- **Extracted text**:
· · · · ·

Saturday, January 8, 2011

A few words about the shooting of Congresswoman Gabrielle Giffords

Almost all the coverage I've read and all the people with whom I've spoken have leapt immediately from this shooting to political discussions. I certainly understand that urge, but I think we should resist it. Let's look at the key points.

1. This is a tragedy. As of this writing and using online news sites (msnbc.com and cnn.com) as my information sources, it appears that a gunman shot 18 people, including Congresswoman Giffords. He killed six of those people.

2. We don't have any data yet that would prove this was a targeted assassination. If you're out for one person, you probably don't shoot 18. Among the six dead people, a group that included a child, was a Federal judge, John Roll, whom President Bush appointed.

3. We don't have any data yet that would prove this was a politically motivated shooting. Sure, it occurred at an event of the Congresswoman, but that could have been because it was an event, something that would draw a crowd. Or not. We don't know.

4. Consequently, let's not blame anyone other than the shooter or any group at this time. Let the data tell the story when it is available.

American political discourse, like so much else of what passes as discussion in our country, has devolved into people repeating their messages, not listening to one another, and fighting to see who can sound more clever or produce a more memorable one-liner or graphic. Let's not use this tragedy as one more topic for such low-end political tussles.

Friday, January 7, 2011

"War Stories" - a snippet

In 1985, I backpacked through Europe for almost two weeks after working for nine days at a trade show. When I returned home, I wrote an essay, "War Stories," that I've never sold. In email the other day, Sam Montgomery-Blinn, friend and editor of Bull SPEC, suggested that I visit the Holocaust Memorial in Boston while I'm at Arisia. His suggestion led me to recall the essay. Here's one small bit of it, exactly as I wrote it then, never before published.

We toured Dachau for several hours on an early May afternoon. The reconstruction was largely faithful to the original, although the old barracks had been destroyed. Two replicas of the barracks stood in the stead of those now gone.

The Dachau museum and grounds were an assault on the imagination. Several months past I had attended a Bruce Springsteen concert. My seat was very close to the stage, and the music was very loud. The music and the feeling of community lifted me into a state of near euphoria. It also left me unable to hear correctly for over six hours. The week before I had learned that the greatest art man can produce can only be absorbed for a sadly small number of hours. After four or five hours in the Louvre I was ready to beg for no more Da Vinci's, no more Raphael. My head and eyes hurt even as my heart rejoiced in the good that man can produce. Both of these were attacks on my senses and emotions. My recovery from each required some time.

· · · · ·

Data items

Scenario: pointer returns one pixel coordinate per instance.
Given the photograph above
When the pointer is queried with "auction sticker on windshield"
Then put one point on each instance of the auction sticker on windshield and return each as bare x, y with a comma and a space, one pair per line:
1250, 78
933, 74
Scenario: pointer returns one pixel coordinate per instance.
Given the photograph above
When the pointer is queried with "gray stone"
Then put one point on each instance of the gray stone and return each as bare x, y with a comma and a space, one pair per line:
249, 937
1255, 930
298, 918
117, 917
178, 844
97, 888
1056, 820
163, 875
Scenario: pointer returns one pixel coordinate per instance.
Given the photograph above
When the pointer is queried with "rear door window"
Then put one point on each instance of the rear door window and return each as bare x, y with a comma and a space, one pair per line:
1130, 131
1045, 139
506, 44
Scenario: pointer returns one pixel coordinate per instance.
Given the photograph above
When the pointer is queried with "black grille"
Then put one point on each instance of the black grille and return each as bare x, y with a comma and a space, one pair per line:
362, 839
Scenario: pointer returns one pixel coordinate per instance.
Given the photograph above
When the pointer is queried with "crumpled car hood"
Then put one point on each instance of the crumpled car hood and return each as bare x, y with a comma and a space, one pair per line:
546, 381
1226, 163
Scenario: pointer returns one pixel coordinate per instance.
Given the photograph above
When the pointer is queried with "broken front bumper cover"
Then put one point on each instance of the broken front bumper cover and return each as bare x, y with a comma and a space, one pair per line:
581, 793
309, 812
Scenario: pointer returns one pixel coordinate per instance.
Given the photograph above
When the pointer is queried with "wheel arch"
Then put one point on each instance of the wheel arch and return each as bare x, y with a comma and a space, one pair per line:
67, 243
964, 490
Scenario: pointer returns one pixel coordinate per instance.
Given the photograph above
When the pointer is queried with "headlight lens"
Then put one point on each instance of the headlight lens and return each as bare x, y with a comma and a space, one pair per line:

· · · · ·

- **Parts of the exercise**:
1. Duplicate the part of the blog posts between "American political discourse, like" and "low-end political tussles.", inclusive.
2. Answer these questions about the blog posts:
(a) How many people did the gunman kill?
(b) Which federal judge was among the dead?
(c) In what year did the author backpack through Europe?
3. Which people do the blog posts mention by name? List every one.

- **Exercise answers**:
1.
American political discourse, like so much else of what passes as discussion in our country, has devolved into people repeating their messages, not listening to one another, and fighting to see who can sound more clever or produce a more memorable one-liner or graphic. Let's not use this tragedy as one more topic for such low-end political tussles.

2.
(a) Six.
(b) John Roll.
(c) 1985.

3.
Gabrielle Giffords
John Roll
President Bush
Sam Montgomery-Blinn
Bruce Springsteen
Da Vinci
Raphael